**Referring expression pointing data**
##############################

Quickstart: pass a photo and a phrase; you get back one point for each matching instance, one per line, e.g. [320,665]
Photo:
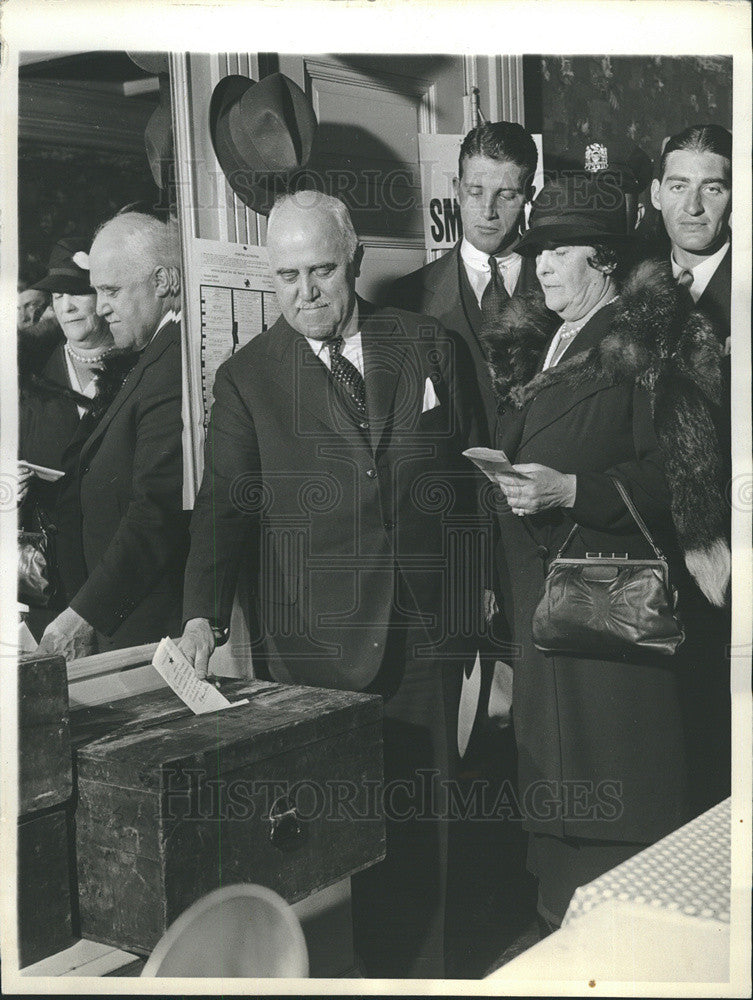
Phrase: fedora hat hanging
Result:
[68,270]
[262,134]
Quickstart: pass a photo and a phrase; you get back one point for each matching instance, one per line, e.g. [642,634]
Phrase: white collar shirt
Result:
[703,272]
[476,265]
[76,384]
[351,349]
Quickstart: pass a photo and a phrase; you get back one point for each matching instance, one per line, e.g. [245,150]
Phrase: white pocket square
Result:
[430,397]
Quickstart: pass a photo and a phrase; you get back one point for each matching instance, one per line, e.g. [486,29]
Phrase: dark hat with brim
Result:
[577,208]
[68,271]
[262,134]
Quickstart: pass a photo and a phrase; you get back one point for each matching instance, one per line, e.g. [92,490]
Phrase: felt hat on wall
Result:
[262,134]
[151,62]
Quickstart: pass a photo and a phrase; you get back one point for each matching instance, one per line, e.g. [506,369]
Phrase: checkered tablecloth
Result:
[687,872]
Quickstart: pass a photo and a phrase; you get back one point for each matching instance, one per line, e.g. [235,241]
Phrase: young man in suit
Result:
[130,468]
[495,181]
[694,195]
[334,477]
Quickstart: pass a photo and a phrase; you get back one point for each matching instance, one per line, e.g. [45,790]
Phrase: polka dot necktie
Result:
[495,294]
[347,375]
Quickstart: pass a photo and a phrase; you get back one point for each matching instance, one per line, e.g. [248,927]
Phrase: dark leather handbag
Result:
[36,559]
[608,604]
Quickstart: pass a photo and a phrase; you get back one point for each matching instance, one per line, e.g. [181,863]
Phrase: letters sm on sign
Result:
[438,160]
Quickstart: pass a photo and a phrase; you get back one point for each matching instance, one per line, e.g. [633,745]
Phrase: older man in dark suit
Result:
[130,480]
[334,476]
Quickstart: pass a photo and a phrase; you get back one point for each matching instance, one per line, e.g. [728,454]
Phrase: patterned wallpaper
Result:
[576,100]
[64,191]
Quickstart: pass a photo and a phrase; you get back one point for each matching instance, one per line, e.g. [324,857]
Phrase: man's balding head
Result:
[134,264]
[315,259]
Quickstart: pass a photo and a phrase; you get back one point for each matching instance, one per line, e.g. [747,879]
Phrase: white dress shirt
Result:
[76,383]
[351,349]
[476,264]
[703,272]
[568,332]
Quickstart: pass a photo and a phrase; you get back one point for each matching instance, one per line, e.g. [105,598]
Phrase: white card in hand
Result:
[200,696]
[492,461]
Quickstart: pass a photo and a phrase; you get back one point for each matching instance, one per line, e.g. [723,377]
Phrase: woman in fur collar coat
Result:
[627,385]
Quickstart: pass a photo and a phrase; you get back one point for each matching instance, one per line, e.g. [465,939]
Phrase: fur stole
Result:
[657,342]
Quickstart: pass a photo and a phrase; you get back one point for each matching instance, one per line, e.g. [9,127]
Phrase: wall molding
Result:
[79,117]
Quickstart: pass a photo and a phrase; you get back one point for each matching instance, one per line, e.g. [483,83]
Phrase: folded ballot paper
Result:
[491,461]
[200,696]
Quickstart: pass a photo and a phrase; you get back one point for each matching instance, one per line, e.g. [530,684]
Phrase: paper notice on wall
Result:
[438,161]
[174,668]
[237,302]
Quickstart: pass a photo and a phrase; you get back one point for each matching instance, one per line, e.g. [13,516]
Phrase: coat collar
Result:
[559,403]
[302,375]
[154,350]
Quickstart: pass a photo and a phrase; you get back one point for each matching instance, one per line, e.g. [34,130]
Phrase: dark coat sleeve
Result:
[151,527]
[227,509]
[598,505]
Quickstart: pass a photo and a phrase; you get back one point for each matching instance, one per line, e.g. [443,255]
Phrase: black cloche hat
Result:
[68,270]
[577,207]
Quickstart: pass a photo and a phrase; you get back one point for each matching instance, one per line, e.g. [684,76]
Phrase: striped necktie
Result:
[685,278]
[495,294]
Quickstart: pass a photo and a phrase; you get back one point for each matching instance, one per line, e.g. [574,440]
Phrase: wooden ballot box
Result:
[46,869]
[282,791]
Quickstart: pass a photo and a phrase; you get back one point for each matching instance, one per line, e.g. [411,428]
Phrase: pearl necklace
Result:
[570,332]
[87,359]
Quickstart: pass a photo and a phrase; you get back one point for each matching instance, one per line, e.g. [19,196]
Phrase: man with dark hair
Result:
[693,192]
[470,282]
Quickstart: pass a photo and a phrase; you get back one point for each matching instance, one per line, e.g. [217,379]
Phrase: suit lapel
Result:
[301,375]
[149,355]
[563,397]
[716,299]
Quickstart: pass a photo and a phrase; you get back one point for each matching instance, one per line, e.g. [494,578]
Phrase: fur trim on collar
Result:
[674,354]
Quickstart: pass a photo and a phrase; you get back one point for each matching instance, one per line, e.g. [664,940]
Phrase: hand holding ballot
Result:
[197,645]
[200,696]
[529,488]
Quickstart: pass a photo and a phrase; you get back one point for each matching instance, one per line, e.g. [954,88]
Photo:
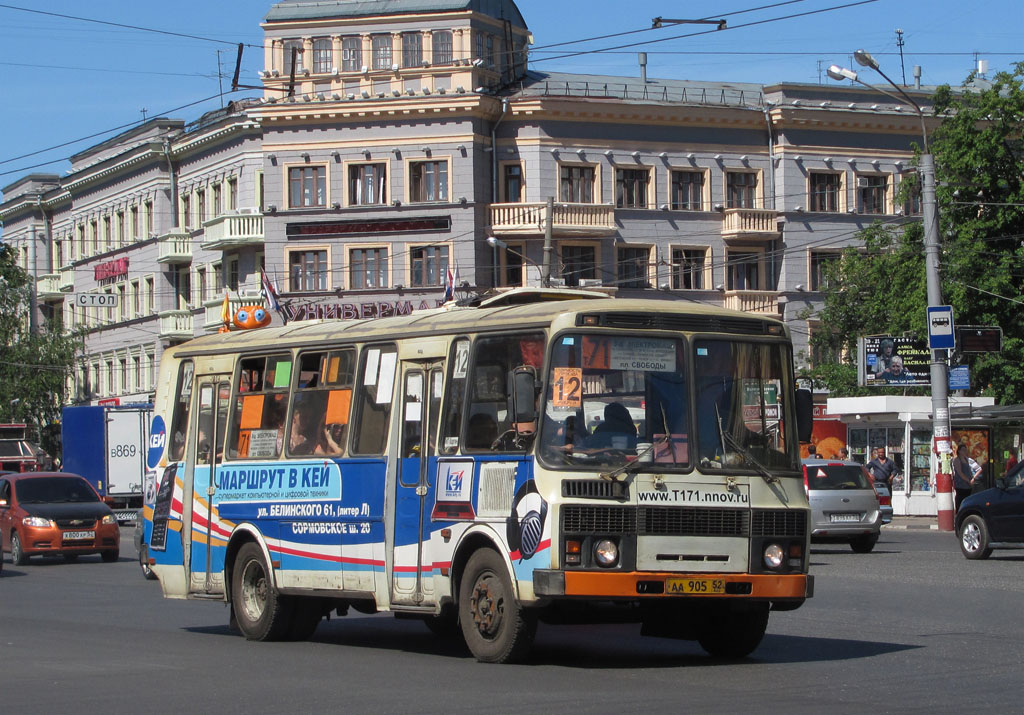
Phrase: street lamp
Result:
[940,396]
[498,243]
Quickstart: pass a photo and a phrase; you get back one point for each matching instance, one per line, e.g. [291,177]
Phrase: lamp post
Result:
[940,396]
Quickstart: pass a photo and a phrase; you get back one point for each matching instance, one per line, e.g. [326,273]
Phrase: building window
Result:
[412,49]
[323,55]
[631,188]
[289,46]
[351,53]
[740,186]
[428,181]
[819,278]
[824,192]
[633,264]
[687,191]
[742,270]
[871,194]
[368,267]
[367,184]
[512,175]
[381,45]
[688,268]
[307,270]
[578,184]
[429,265]
[307,185]
[579,263]
[441,46]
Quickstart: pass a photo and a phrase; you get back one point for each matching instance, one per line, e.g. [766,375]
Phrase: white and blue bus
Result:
[540,454]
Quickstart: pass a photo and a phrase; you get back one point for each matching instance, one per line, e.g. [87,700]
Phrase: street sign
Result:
[96,300]
[941,335]
[960,378]
[979,338]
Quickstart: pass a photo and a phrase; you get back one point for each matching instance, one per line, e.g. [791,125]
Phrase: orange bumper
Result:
[633,585]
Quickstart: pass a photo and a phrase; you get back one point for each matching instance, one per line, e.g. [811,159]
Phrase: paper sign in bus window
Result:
[567,386]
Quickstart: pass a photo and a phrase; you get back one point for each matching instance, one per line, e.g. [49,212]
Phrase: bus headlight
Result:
[606,552]
[773,555]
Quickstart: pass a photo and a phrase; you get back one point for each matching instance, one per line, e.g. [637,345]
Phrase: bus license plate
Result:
[78,536]
[694,586]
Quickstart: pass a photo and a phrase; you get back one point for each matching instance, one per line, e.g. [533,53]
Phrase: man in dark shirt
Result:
[882,468]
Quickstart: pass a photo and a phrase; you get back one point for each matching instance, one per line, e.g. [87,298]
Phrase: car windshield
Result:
[47,490]
[616,401]
[835,476]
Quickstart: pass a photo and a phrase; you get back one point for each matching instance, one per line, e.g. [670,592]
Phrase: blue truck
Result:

##############################

**What needs to be done**
Copy from the entries only those lines that hold the word "white".

**Answer for this exercise**
Phrase: white collar shirt
Phrase: white pocket square
Phrase: white dress shirt
Phrase: white card in hand
Phrase: white and blue bus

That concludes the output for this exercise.